--- Start DATA RECORDS ---

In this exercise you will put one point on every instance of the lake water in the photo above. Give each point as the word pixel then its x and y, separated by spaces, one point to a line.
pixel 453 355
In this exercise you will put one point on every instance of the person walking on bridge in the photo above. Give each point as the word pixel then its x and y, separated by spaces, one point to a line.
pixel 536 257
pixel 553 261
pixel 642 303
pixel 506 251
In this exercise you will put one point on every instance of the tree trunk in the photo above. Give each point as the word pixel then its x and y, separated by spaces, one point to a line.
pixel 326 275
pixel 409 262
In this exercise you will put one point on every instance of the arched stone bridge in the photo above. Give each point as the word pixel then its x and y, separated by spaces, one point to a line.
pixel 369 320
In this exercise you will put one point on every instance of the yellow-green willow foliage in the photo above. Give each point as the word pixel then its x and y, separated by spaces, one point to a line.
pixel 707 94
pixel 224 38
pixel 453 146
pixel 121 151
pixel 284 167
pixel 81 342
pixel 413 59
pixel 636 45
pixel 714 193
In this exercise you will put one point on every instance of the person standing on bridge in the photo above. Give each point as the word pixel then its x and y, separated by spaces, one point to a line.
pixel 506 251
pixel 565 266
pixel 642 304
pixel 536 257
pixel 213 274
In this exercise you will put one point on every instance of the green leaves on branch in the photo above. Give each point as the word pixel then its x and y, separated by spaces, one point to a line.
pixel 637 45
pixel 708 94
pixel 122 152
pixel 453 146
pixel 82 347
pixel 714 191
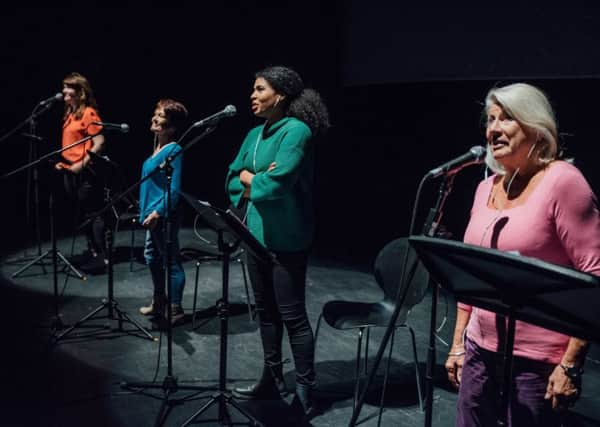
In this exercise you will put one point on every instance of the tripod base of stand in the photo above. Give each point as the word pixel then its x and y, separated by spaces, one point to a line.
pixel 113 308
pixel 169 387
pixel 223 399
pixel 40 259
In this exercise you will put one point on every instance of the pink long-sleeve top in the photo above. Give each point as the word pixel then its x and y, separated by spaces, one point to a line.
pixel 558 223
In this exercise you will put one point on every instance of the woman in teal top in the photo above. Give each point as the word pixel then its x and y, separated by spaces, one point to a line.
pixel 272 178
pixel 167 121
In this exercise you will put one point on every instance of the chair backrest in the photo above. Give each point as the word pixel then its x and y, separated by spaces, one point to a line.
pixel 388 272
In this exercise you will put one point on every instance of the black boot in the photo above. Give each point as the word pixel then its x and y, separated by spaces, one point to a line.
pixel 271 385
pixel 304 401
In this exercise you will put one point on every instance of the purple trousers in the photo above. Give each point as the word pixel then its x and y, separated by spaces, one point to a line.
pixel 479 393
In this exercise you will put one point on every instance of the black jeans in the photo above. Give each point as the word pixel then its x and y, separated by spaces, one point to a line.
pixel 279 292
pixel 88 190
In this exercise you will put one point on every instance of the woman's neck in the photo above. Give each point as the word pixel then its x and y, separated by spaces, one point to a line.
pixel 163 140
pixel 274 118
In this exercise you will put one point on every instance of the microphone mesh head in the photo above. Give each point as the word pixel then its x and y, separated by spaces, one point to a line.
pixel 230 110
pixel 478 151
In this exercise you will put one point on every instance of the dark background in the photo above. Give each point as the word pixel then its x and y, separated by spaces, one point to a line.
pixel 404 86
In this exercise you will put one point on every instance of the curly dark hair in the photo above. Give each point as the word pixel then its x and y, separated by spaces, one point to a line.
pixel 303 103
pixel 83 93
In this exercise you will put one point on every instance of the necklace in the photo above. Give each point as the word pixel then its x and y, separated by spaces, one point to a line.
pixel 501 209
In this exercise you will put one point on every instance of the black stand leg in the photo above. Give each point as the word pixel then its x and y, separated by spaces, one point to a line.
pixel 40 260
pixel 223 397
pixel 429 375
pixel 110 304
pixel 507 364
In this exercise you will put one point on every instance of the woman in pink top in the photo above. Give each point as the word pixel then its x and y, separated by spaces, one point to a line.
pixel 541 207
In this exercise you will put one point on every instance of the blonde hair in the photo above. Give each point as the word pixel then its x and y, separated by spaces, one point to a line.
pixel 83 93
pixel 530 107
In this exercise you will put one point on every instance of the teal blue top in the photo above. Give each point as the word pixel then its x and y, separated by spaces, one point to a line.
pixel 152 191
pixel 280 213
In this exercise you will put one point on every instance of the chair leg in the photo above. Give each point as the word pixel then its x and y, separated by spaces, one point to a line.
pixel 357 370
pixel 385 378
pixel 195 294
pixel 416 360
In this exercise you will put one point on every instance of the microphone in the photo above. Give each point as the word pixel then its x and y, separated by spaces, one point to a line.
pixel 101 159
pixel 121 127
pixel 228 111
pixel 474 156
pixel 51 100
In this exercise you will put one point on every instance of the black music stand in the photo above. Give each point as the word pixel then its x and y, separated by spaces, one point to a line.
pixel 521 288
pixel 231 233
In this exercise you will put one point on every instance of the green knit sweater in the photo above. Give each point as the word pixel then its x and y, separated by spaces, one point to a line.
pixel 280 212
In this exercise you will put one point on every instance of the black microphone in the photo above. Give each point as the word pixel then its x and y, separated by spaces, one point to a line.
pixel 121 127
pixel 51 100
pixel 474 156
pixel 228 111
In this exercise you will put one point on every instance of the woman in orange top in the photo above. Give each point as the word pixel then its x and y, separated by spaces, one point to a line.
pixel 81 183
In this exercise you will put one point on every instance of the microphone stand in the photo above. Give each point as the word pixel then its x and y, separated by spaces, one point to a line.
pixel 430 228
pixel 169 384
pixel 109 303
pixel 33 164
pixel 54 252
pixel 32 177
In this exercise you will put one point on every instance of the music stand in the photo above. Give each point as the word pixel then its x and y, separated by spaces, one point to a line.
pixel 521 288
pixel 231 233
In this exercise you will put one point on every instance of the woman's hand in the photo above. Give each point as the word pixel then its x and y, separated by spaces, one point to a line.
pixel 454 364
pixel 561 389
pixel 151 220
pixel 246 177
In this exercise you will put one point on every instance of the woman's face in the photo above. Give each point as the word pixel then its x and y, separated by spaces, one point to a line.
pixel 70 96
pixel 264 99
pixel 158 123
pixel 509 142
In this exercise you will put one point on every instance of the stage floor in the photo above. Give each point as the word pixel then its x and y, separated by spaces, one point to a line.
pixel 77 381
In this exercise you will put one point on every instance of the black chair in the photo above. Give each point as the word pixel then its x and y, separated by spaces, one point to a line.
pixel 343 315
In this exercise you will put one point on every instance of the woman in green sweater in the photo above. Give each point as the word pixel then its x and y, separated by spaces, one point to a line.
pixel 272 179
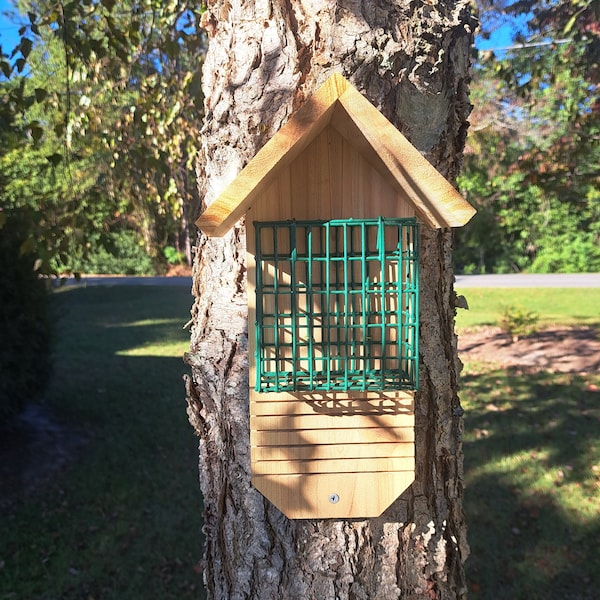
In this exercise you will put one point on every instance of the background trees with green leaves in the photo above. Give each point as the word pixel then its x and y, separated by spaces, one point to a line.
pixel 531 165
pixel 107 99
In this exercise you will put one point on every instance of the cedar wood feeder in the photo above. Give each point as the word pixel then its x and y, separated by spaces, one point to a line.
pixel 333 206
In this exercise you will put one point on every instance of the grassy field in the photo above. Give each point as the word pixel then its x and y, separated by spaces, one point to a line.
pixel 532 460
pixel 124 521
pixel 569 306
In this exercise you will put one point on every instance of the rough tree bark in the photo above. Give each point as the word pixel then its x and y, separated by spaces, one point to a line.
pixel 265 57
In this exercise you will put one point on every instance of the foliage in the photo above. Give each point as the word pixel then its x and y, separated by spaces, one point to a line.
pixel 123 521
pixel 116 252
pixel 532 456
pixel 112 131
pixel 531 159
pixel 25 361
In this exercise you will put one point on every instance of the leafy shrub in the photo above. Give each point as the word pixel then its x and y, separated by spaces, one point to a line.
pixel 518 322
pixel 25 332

--- End DATA RECORDS ---

TASK DESCRIPTION
Convert the part of the data that opens with the line containing "the person standing" and closes with the line containing "pixel 88 190", both included, into a numbered list with blank lines dropped. Leave the pictures out of the list.

WRITTEN RESPONSE
1. In this exercise you will put one point on every instance of the person standing on bridge in the photo above. Give each point as the word pixel then its x and y, separated by spaces, one point to a line.
2. pixel 506 251
3. pixel 565 266
4. pixel 642 304
5. pixel 536 257
6. pixel 213 274
7. In this exercise you will put one point on every instance of the green leaves on branch in the photo above. Give each point as the word pixel then its x and y, separated by spaces, one point to a line.
8. pixel 637 45
9. pixel 708 94
10. pixel 122 152
11. pixel 453 146
12. pixel 82 347
13. pixel 714 191
14. In this exercise you will put one point on every instance of the tripod base of stand in the photo above. Give each point as the word pixel then its x and y, separated by spaces, one point to a line.
15. pixel 113 308
16. pixel 169 387
17. pixel 223 399
18. pixel 40 259
19. In this exercise you will put one point on every instance of the pink long-sleeve top in the photo above. Give each point as the word pixel then its x and y, separated by spaces, one point to a line.
20. pixel 558 223
21. In this exercise you will put one point on every instance of the woman in teal top in the photo above. Give each point as the word pixel then its x and y, separated by spaces, one point to a line.
22. pixel 272 178
23. pixel 167 121
24. In this exercise you will put one point on every instance of the chair backrest in the photo above. Give each point as the word pixel then its x and y, separated by spaces, one point to a line.
25. pixel 388 272
26. In this exercise you will put one point on every instance of the black boot in the photo above. Give each point as the word pixel then its x and y, separated by spaces, one point to a line.
27. pixel 271 385
28. pixel 304 401
29. In this exercise you will put one point on every instance of the purple trousers in the photo above. Give each point as the word pixel then its x and y, separated by spaces, one point to a line.
30. pixel 479 393
31. In this exercise you will put one point on every instance of the black jeans in the photo above. Give each point as the word pixel then its x and y, separated by spaces, one point to a line.
32. pixel 279 292
33. pixel 88 190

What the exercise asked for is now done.